→ APPLY WHAT YOU READ:
**A)** Please condense the paragraph of the court opinion below that begins "In October 1983, the Union and the NFL" into a bulleted list that keeps its main facts.
**B)** According to the court opinion below, on what date did the parties marry?
**C)** List every organization the court opinion below names in full.

→ EXTRACT PROVIDED:

——

Opinion
WORK, J.
Robert Horn appeals a judgment awarding Cyndee L. Horn a community interest in his severance pay received from the National Football League.
I
The parties married on June 8, 1974, and separated on January 25, 1983. Robert was employed as a professional football player from 1976 to 1984, playing with the National Football League during the 1976 through 1983 seasons and with the New Jersey Generals of the United States Football League during the 1984 season. After the 1984 season, he was released from the Generals, and at the time of trial (Aug. 1984), was unemployed.
In 1982, the National Football League Players Association (Union) and the management of the National Football League (NFL) added a “severance pay” provision to their collective bargaining agreement (CBA) which provides that any player credited with two or more seasons with the NFL is entitled to receive a lump sum of severance pay,
computed on how many seasons played with the NFL.
In October 1983, the Union and the NFL entered into a settlement agreement interpreting the severance provision of the CBA. The agreement requires the player send a letter expressing his intention to permanently retire from professional football and execute a demand note providing that should he return to professional football (in the NFL or any other league) within 12 months from the date of receipt of the severance pay, he shall pay back the severance pay received and accrue no more severance pay for the seasons he plays after his return. However, the agreement provides he shall have the right to have the severance pay paid to him again when he permanently retires. The agreement specifies when the player shall receive the severance pay, which depends on when he notifies the NFL club of his intent to retire, and provides for withholding of severance pay if the NFL believes the player has not permanently retired, and for a grievance-arbitration procedure to settle the dispute. Finally, the agreement states that if the player dies, his stated beneficiary or estate shall receive his severance pay.

——

→ SUPPLIED INFORMATION:

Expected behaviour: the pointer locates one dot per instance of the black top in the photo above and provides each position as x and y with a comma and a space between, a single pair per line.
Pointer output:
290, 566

——

→ YOUR RESPONSES:
**A)**
- In October 1983, the Union and the NFL made a settlement agreement interpreting the CBA's severance provision.
- To receive severance pay, a player must send a letter stating his intention to permanently retire from professional football. He must also sign a demand note.
- If he returns to professional football, in the NFL or any other league, within 12 months of receiving the severance pay, he must repay it. He also accrues no more severance pay for seasons played after his return.
- He keeps the right to have the severance pay paid to him again when he permanently retires.
- When he receives the pay depends on when he notifies the NFL club of his intent to retire.
- The NFL may withhold severance pay if it believes the player has not permanently retired. A grievance-arbitration procedure settles such disputes.
- If the player dies, his stated beneficiary or estate receives his severance pay.

**B)** June 8, 1974.

**C)**
- National Football League
- New Jersey Generals
- United States Football League
- National Football League Players Association